_DO THIS_
Rewrite every item below as a numbered list, one line per number, leaving out blank lines.

═════ SOURCE DATA

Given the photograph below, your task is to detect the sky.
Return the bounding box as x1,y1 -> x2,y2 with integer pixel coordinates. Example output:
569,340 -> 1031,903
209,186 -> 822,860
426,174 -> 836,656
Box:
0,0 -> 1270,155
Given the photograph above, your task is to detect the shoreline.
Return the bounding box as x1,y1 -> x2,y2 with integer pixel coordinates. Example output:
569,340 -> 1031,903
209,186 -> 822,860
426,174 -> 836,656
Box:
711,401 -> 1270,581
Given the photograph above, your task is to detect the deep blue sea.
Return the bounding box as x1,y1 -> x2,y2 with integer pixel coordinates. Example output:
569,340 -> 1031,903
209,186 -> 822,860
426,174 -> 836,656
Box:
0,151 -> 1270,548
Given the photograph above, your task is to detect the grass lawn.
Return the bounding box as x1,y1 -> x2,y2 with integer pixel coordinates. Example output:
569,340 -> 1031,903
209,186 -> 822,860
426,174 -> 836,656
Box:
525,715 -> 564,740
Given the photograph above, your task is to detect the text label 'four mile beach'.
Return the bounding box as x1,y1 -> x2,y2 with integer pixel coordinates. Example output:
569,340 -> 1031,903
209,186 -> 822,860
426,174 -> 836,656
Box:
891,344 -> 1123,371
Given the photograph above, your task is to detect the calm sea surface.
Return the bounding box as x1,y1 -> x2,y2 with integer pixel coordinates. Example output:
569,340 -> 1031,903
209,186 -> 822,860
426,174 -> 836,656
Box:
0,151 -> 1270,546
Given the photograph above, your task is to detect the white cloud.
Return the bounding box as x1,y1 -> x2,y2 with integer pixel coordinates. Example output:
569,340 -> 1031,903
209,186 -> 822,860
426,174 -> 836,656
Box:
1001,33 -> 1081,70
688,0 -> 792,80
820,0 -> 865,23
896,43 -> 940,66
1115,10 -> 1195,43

══════════

_TASK ANSWER_
1. Given the photograph below, your task is to detect the sky.
2. Return the bounding box as x1,y1 -> x2,y2 with integer pixel coordinates. Example output:
3. 569,340 -> 1031,903
4. 209,186 -> 822,860
5. 426,174 -> 836,656
6. Box:
7. 0,0 -> 1270,155
8. Given the photograph above, your task is to detect the shoreline.
9. Return the bounding box as x1,y1 -> x2,y2 with integer pixel coordinates. Example output:
10. 569,340 -> 1031,903
11. 209,186 -> 822,860
12. 426,174 -> 836,656
13. Box:
14. 711,401 -> 1270,581
15. Given the photograph above, your task is to detect the deep blue sea.
16. Return the bounding box as x1,y1 -> x2,y2 with integer pixel coordinates. Example output:
17. 569,340 -> 1031,903
18. 209,186 -> 822,860
19. 426,174 -> 836,656
20. Box:
21. 0,151 -> 1270,548
22. Given the photograph above, your task is to detect the grass lawn.
23. Return the bounding box as x1,y1 -> x2,y2 with integer pixel coordinates. Example output:
24. 569,340 -> 1031,903
25. 209,186 -> 822,860
26. 426,174 -> 836,656
27. Box:
28. 525,715 -> 564,740
29. Given the photograph above, your task is to detect the text label 'four mile beach'.
30. Return the bounding box as x1,y1 -> x2,y2 with integer pixel coordinates. Example output:
31. 569,340 -> 1031,903
32. 209,186 -> 822,860
33. 426,174 -> 836,656
34. Box:
35. 891,344 -> 1123,371
36. Given the photograph above, your task is to detect the calm sea surface.
37. Return the bounding box as x1,y1 -> x2,y2 with integer pixel coordinates. Example output:
38. 569,340 -> 1031,903
39. 209,186 -> 822,860
40. 426,174 -> 836,656
41. Box:
42. 0,151 -> 1270,546
43. Given the photograph above, your task is to detect the white cloud.
44. Return the bounding box as x1,y1 -> x2,y2 with integer pixel coordinates. Example output:
45. 569,340 -> 1031,903
46. 209,186 -> 822,860
47. 426,174 -> 836,656
48. Box:
49. 1001,33 -> 1081,70
50. 688,0 -> 792,80
51. 820,0 -> 865,23
52. 896,43 -> 940,66
53. 1115,10 -> 1195,43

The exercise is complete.